**TRECHO SELECIONADO**
——
Em abril de 2004, a Ordem dos Advogados do Brasil decidiu ingressar no Supremo Tribunal Federal (STF) com ação para obrigar o Congresso Nacional a instalar Comissão para realizar auditoria da dívida externa. O Brasil enviou ao exterior, de 1979 a 2003, a título de juros e amortizações da dívida externa, US$ 170 bilhões a mais do que recebeu de empréstimos, e a dívida se multiplicou por quase cinco, tendo chegado a US$ 235 bilhões em 2003.

 

A Dívida Pública impede a Garantia dos Direitos Fundamentais

*Maria Lucia Fattorelli Carneiro

Introdução

 A Dívida Pública é o centro dos problemas nacionais. A maioria dos recursos públicos têm sido destinados ao pagamento dos juros escorchantes dessa questionável dívida, impossibilitando a realização de investimentos promotores de crescimento econômico ou o desenvolvimento das políticas sociais. As consequências são graves para toda a sociedade. A evidência mais recente é a falta de recursos para um salário mínimo digno, mas encontram-se comprometidos todos os serviços essenciais de saúde, educação, segurança, moradia, saneamento, reforma agrária, infra-estrutura e demais serviços públicos.

 O Brasil apresenta indicadores sociais alarmantes. Segundo a ONU, 47% da população sobrevive com menos de R$ 2 por dia e passa fome. Grande parte deste número é formada por crianças, que não têm acesso ‘a educação, saúde ou assistência social. O Brasil possui 13 milhões de desempregados, que não encontram trabalho em um quadro de pouquíssimos investimentos públicos e altas taxas de juros, determinadas pela nossa elevadíssima dívida pública.

 Em 2003, o Governo Federal destinou R$ 132 bilhões para o pagamento das dívidas externa e interna, enquanto apenas destinou R$ 70,8 bilhões à soma dos gastos com todas as áreas sociais listadas no quadro abaixo.

 Ou seja: foi destinada à dívida uma quantia maior que a soma de todos os gastos sociais listados, que incluem áreas fundamentais, como saúde, educação, assistência e reforma agrária.

 Assim, nos dias de hoje, a Dívida é o principal impedimento à garantia dos direitos fundamentais dos cidadãos, como, por exemplo, os definidos pelo Art. 6o da Constituição Federal:

 

“São direitos sociais a educação, a saúde, o trabalho, a moradia, o lazer, a segurança, a previdência social, a proteção à maternidade e à infância, a assistência aos desamparados”

 

 A rudeza desta política econômica teve seu ápice com a decisão do governo, em maio de 2004, de propor um salário mínimo de R$ 260, alegando que não poderia pagar um benefício maior aos aposentados - que recebem de acordo com o valor do mínimo -  ao mesmo tempo em que destina a maior parte de seu orçamento para o pagamento da dívida.

 O salário mínimo de R$ 260 representa mais um claro desrespeito à Constituição, que estabelece, em seu Atigo 7o, que os trabalhadores urbanos e rurais têm direito ao salário mínimo "capaz de atender às suas necessidades vitais básicas e às de sua família com moradia, alimentação, educação, saúde, lazer, vestuário, higiene, transporte e previdência social”. O salário necessário para o atendimento a essas necessidades era, segundo o Dieese, de R$ 1.532,18 em setembro de 2004, ou seja, 6 vezes maior que o valor proposto pelo governo.
——
**LISTA DE TAREFAS**
• a. No texto sobre a dívida pública, reescreva em forma de lista o parágrafo que começa com "O Brasil apresenta indicadores sociais alarmantes", mantendo os fatos principais.
• b. Indique se cada afirmação concorda com o texto sobre a dívida pública, respondendo sim ou não e citando as palavras do texto que decidem: (i) Em 2003, a dívida recebeu mais recursos do que a soma dos gastos sociais listados. (ii) Segundo a ONU, 13 milhões de brasileiros sobrevivem com menos de R$ 2 por dia. (iii) O Dieese calculou o salário necessário em R$ 1.532,18 em setembro de 2004.
• c. Prossiga com o texto sobre a dívida pública a partir da última frase apresentada.
Os registros vêm de uma fonte diferente da do texto.
——
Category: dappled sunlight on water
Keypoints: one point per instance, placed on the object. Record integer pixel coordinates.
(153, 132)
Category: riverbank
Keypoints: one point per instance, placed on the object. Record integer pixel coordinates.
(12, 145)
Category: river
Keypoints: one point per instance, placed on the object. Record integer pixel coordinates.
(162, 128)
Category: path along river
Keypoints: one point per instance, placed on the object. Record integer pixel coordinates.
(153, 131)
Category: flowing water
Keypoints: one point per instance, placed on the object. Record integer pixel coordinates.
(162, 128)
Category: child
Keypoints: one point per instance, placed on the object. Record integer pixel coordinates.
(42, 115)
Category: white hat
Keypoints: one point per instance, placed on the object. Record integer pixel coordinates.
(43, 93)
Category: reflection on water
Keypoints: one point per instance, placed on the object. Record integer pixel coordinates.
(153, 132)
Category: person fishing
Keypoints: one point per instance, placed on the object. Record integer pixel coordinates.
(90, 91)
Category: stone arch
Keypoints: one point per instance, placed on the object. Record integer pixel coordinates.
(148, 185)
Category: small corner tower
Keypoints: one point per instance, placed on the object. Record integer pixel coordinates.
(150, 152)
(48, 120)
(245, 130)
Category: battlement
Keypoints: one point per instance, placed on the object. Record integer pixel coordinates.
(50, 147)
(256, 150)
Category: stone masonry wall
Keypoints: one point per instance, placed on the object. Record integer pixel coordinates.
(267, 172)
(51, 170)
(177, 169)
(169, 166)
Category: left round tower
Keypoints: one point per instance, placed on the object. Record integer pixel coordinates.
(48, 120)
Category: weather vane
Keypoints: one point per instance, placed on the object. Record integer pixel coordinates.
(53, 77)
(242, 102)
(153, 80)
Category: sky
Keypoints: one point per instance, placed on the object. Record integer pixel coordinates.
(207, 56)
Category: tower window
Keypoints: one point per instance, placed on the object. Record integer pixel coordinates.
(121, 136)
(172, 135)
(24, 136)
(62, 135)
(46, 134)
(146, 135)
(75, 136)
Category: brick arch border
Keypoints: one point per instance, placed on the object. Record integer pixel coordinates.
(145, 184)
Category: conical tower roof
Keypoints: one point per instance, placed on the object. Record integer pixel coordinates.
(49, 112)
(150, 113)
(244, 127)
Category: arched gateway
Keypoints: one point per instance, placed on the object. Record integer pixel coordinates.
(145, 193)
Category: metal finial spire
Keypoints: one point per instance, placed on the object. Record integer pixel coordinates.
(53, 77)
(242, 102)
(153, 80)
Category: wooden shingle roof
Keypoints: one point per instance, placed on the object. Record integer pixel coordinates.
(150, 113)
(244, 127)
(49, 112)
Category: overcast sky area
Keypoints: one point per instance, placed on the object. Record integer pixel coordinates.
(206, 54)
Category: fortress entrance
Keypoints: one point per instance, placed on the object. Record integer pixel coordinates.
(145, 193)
——
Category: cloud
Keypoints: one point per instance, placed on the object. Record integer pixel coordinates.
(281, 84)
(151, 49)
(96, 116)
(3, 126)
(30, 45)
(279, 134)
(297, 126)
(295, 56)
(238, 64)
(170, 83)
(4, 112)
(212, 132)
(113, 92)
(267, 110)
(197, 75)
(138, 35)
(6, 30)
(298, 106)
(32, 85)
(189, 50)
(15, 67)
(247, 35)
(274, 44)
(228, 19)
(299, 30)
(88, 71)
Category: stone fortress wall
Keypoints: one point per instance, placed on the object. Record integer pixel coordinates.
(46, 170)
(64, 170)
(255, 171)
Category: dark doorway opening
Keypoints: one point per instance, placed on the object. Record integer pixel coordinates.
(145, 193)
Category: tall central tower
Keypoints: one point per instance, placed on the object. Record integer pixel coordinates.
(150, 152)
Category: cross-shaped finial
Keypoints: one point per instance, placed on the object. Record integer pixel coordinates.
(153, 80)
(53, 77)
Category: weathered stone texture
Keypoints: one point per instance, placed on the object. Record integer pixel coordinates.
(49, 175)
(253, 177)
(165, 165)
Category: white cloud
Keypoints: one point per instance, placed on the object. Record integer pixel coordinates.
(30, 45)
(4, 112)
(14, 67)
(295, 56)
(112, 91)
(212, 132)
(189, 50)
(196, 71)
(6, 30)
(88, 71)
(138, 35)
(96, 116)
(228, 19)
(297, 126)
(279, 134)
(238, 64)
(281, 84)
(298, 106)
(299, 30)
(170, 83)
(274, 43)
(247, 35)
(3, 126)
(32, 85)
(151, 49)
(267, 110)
——
**RESPOSTAS**
• a.
- Segundo a ONU, 47% da população sobrevive com menos de R$ 2 por dia e passa fome.
- Grande parte desse número é formada por crianças sem acesso a educação, saúde ou assistência social.
- O Brasil tem 13 milhões de desempregados.
- Esses desempregados não encontram trabalho por causa dos pouquíssimos investimentos públicos e das altas taxas de juros, determinadas pela elevada dívida pública.

• b.
(i) Sim: "foi destinada à dívida uma quantia maior que a soma de todos os gastos sociais listados".
(ii) Não: "47% da população sobrevive com menos de R$ 2 por dia e passa fome".
(iii) Sim: "era, segundo o Dieese, de R$ 1.532,18 em setembro de 2004".

• c.
 Por outro lado, os indicadores econômicos têm sido motivo de comemoração pelas autoridades governamentais, especialmente o cumprimento do “superávit primário” – isto é, o desvio de recursos para o pagamento da dívida - de 5,82% do PIB nos primeiros 8 meses de 2004, superando a arrojada meta de 4,25% acordada com o FMI! Aí está a raiz dos problemas sociais, pois para cumprir esse superávit recorde, o governo tem aumentado a carga tributária, de um lado, retirando recursos da sociedade e dificultando o funcionamento de vários setores da economia, e, de outro lado, tem cortado gastos em todas as áreas sociais.

Auditar a Dívida: questão de soberania

 A Auditoria da Dívida é um mecanismo que permite enfrentar esse problema de forma soberana, trazendo à tona toda a verdade sobre esse processo de endividamento que historicamente vem espoliando nossas riquezas e aprofundando as injustiças. Enquanto não equacionarmos o problema da dívida pública, continuaremos assistindo todos os dias à quebra de direitos fundamentais dos cidadãos, e o empobrecimento do nosso potencialmente rico país.

 Antes de tomarmos qualquer posição frente ao endividamento, precisamos saber: Como surgiu toda essa dívida pública? Quanto já pagamos, e quanto ainda devemos? Realmente devemos? Quem contraiu tantos empréstimos? Onde foram aplicados os recursos? Esse endividamento significou algum benefício para o povo brasileiro? O que foi feito diante de tantas ilegalidades e ilegitimidades desse processo? Essas são algumas perguntas que o grupo de estudos da “Auditoria Cidadã da Dívida” – Campanha Jubileu Sul - procura responder. O objetivo da auditoria é dissecar o processo de endividamento do País, revelar a verdadeira natureza da Dívida e, a partir daí, promover ações no sentido de reduzir o montante das Dívidas Interna e Externa.

 A história demonstra que a auditoria já foi um instrumento utilizado no Brasil, em 1931, por Getúlio Vargas, quando se obteve uma significativa redução do montante da dívida, conforme ensina o professor Reinaldo Gonçalves no texto “Lições da Era Vargas”, inserido no livro “Auditoria da Dívida Externa: Questão de Soberania”, editora Contraponto, 2003.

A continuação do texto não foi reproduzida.